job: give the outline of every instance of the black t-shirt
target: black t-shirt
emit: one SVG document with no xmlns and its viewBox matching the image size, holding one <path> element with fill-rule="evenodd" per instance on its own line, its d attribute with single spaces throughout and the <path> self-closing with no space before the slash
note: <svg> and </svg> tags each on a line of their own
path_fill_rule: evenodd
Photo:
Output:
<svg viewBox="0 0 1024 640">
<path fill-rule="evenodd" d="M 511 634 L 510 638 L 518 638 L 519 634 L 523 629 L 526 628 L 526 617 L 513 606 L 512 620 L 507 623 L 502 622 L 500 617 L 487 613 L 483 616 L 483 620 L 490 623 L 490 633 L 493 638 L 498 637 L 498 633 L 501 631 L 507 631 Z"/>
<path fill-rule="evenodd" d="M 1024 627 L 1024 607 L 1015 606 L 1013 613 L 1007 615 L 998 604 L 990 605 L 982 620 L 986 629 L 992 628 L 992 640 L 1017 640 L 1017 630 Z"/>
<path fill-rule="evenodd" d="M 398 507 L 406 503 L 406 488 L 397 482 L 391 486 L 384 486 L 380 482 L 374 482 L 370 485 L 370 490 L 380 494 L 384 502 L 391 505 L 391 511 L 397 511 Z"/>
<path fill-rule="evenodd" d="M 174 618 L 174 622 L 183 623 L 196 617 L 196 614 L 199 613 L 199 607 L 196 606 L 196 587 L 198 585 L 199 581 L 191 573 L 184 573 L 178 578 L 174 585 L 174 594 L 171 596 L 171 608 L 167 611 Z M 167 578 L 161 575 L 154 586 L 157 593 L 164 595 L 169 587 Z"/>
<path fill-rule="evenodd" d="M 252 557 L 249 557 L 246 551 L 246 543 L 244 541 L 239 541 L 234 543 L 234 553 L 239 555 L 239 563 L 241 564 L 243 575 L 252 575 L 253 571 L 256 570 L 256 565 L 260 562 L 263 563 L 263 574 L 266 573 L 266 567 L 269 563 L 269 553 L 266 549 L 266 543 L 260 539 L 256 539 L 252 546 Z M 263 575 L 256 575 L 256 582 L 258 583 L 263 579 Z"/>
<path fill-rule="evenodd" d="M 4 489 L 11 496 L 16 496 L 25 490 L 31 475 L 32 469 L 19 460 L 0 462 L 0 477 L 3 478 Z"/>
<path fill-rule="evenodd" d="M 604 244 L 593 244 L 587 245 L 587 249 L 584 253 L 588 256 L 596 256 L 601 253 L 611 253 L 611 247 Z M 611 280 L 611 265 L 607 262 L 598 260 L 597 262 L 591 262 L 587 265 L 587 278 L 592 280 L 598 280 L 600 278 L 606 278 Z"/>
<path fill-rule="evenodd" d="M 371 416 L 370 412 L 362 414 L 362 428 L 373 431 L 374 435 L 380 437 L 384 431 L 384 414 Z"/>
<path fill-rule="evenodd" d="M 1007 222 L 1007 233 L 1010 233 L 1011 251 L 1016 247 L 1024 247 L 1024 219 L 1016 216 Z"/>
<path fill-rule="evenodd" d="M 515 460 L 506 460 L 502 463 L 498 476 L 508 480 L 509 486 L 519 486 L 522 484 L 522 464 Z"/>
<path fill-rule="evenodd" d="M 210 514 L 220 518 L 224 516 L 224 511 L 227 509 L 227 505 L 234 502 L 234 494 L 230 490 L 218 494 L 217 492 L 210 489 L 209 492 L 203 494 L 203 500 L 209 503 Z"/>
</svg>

# Goal:
Can you write out the data above again, switching every "black t-shirt" to "red t-shirt" and leaving everything else unchanged?

# Result for this exercise:
job: give the outline of every instance of the red t-shirt
target: red t-shirt
emit: one SVG document with no xmlns and its viewBox matching the image size, holding one <path> element with fill-rule="evenodd" per instance on its own line, its d attribute with single spaces throughout and the <path> self-closing with no space before the slash
note: <svg> and </svg> tags each on a line of their own
path_fill_rule: evenodd
Photo:
Output:
<svg viewBox="0 0 1024 640">
<path fill-rule="evenodd" d="M 511 634 L 510 638 L 518 638 L 519 634 L 523 629 L 526 628 L 526 617 L 513 606 L 512 620 L 507 623 L 502 622 L 500 617 L 487 613 L 483 616 L 483 620 L 490 623 L 490 633 L 493 638 L 498 637 L 498 633 L 501 631 L 507 631 Z"/>
<path fill-rule="evenodd" d="M 1024 627 L 1024 607 L 1015 606 L 1013 613 L 1007 615 L 998 604 L 990 605 L 982 620 L 986 629 L 992 628 L 992 640 L 1017 640 L 1017 630 Z"/>
<path fill-rule="evenodd" d="M 398 507 L 406 503 L 406 488 L 397 482 L 391 486 L 384 486 L 380 482 L 374 482 L 370 485 L 370 490 L 380 494 L 384 502 L 391 505 L 391 511 L 397 511 Z"/>
<path fill-rule="evenodd" d="M 174 618 L 174 622 L 183 623 L 196 617 L 196 614 L 199 613 L 199 607 L 196 606 L 196 587 L 198 585 L 199 581 L 191 573 L 184 573 L 178 578 L 174 585 L 174 594 L 171 596 L 171 608 L 167 611 Z M 167 578 L 161 575 L 154 586 L 157 593 L 164 595 L 169 587 Z"/>
<path fill-rule="evenodd" d="M 252 557 L 249 557 L 246 551 L 246 543 L 244 541 L 239 541 L 234 543 L 234 553 L 239 555 L 239 563 L 241 564 L 243 575 L 252 575 L 253 571 L 256 570 L 256 565 L 260 562 L 263 563 L 263 574 L 266 573 L 266 567 L 269 563 L 269 553 L 266 549 L 266 543 L 260 539 L 256 539 L 252 546 Z M 263 575 L 256 575 L 256 582 L 258 583 L 263 579 Z"/>
<path fill-rule="evenodd" d="M 4 489 L 11 496 L 16 496 L 25 490 L 31 475 L 32 469 L 19 460 L 0 462 L 0 477 L 3 478 Z"/>
<path fill-rule="evenodd" d="M 604 244 L 593 244 L 587 245 L 587 249 L 584 253 L 588 256 L 596 256 L 601 253 L 611 253 L 611 247 Z M 611 280 L 611 265 L 607 262 L 598 260 L 597 262 L 591 262 L 587 265 L 587 278 L 592 280 L 598 280 L 600 278 L 606 278 Z"/>
<path fill-rule="evenodd" d="M 371 416 L 370 412 L 362 414 L 362 428 L 373 431 L 374 435 L 380 437 L 384 431 L 384 414 Z"/>
<path fill-rule="evenodd" d="M 1007 222 L 1007 233 L 1010 233 L 1011 251 L 1016 247 L 1024 247 L 1024 219 L 1016 216 Z"/>
<path fill-rule="evenodd" d="M 515 460 L 506 460 L 502 463 L 498 476 L 508 480 L 509 486 L 519 486 L 522 484 L 522 464 Z"/>
<path fill-rule="evenodd" d="M 210 514 L 220 518 L 224 516 L 224 511 L 227 509 L 227 505 L 234 502 L 234 494 L 230 490 L 218 494 L 217 492 L 210 489 L 209 492 L 203 494 L 203 500 L 209 503 Z"/>
</svg>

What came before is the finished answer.